[Entries from a pointing dataset]
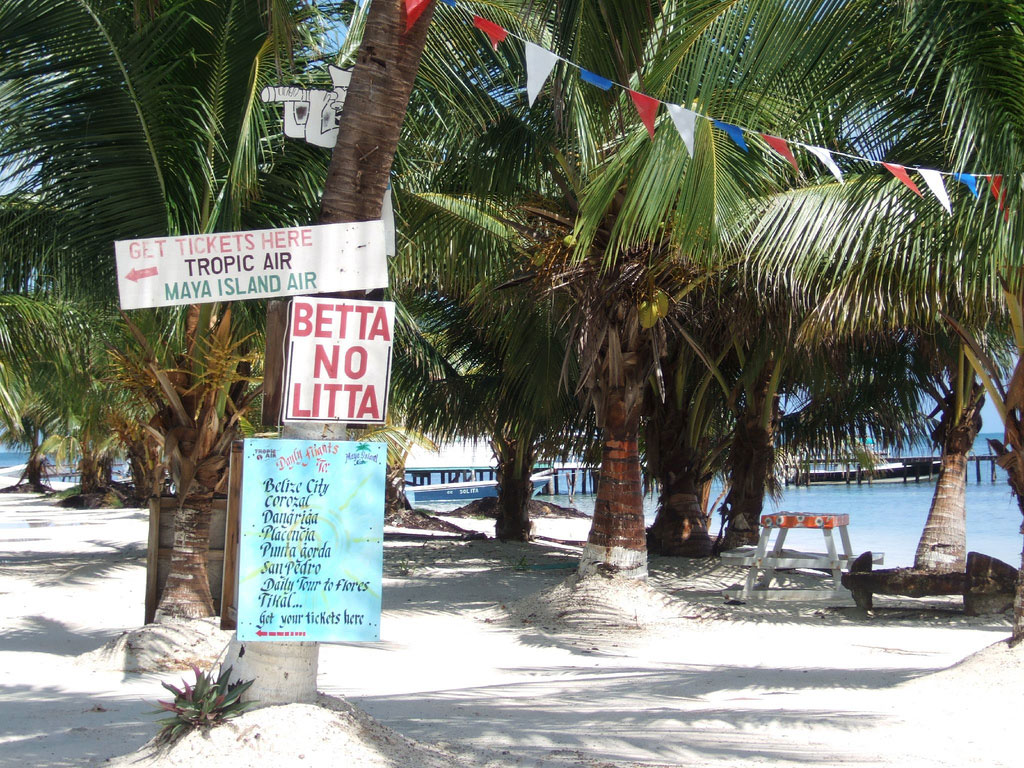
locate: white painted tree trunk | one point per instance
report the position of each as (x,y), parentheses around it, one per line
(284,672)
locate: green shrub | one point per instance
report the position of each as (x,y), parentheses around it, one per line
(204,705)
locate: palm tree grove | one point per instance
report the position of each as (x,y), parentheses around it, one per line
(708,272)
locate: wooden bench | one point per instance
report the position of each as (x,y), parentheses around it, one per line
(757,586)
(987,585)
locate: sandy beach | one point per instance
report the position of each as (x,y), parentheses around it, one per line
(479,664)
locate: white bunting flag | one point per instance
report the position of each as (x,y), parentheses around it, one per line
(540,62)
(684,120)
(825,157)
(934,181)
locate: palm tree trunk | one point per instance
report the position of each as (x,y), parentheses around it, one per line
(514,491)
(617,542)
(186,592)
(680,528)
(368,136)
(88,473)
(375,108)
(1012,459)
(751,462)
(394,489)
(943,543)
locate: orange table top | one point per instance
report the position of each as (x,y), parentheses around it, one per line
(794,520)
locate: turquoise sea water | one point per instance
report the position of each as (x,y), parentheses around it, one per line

* * *

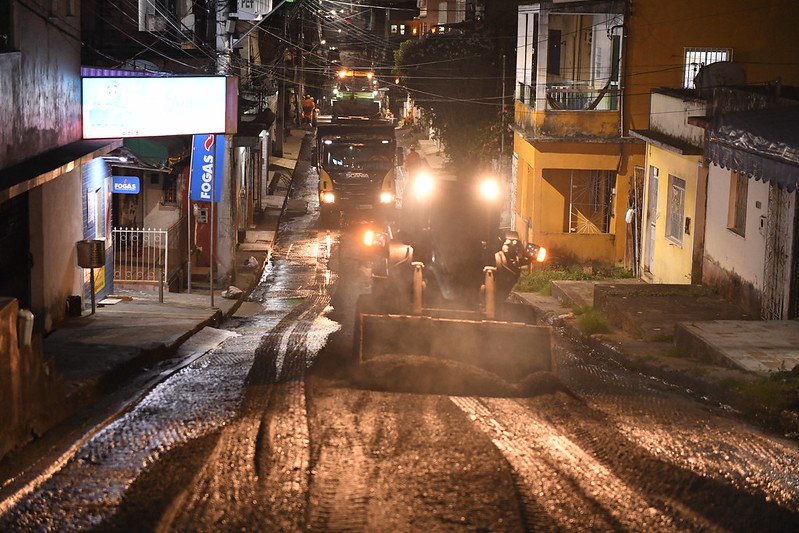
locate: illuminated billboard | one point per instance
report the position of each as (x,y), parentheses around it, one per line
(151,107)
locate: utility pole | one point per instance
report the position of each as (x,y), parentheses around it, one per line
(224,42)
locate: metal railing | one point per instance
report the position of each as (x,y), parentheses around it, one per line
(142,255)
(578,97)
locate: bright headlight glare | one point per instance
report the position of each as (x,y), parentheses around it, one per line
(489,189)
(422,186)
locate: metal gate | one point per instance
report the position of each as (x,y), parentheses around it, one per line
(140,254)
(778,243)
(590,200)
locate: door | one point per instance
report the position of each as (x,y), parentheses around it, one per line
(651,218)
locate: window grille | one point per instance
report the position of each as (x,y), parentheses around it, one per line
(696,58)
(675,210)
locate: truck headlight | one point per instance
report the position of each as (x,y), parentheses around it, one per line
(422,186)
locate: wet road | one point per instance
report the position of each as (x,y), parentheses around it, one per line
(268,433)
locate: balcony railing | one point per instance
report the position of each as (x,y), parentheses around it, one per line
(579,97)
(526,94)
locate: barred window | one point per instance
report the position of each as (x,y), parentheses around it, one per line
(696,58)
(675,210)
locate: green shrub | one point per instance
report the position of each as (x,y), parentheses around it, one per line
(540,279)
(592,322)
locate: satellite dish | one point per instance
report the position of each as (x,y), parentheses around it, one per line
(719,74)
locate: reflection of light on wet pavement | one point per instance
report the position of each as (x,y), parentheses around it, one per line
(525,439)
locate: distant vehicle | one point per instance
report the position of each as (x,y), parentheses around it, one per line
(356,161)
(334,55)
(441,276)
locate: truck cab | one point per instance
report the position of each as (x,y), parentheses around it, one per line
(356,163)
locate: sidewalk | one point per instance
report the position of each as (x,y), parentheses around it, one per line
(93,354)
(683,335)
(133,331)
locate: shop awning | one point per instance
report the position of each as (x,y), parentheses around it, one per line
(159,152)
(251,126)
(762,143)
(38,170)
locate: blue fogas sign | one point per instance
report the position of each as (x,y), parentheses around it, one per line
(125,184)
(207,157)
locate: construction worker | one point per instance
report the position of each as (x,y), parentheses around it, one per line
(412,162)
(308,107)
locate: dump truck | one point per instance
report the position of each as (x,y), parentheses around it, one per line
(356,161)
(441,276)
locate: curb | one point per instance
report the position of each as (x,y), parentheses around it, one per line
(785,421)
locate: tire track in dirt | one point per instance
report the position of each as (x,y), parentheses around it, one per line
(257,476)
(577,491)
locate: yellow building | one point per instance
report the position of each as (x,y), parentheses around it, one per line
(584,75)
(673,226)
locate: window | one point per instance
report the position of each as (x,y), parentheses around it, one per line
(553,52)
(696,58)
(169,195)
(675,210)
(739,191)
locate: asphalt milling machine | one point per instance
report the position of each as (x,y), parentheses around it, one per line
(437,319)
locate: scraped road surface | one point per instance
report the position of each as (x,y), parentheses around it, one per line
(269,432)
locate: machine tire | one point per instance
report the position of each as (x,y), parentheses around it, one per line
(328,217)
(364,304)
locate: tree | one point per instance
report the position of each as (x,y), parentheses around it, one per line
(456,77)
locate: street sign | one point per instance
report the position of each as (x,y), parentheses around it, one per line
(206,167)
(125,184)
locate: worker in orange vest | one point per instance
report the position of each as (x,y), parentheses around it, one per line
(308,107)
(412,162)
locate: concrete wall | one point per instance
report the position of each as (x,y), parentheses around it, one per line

* **Do this**: Pick out each line of the records above that contains the word "metal", and copy those lines.

* **Task answer**:
locate: metal railing | one point per instance
locate: metal gate | one point per instance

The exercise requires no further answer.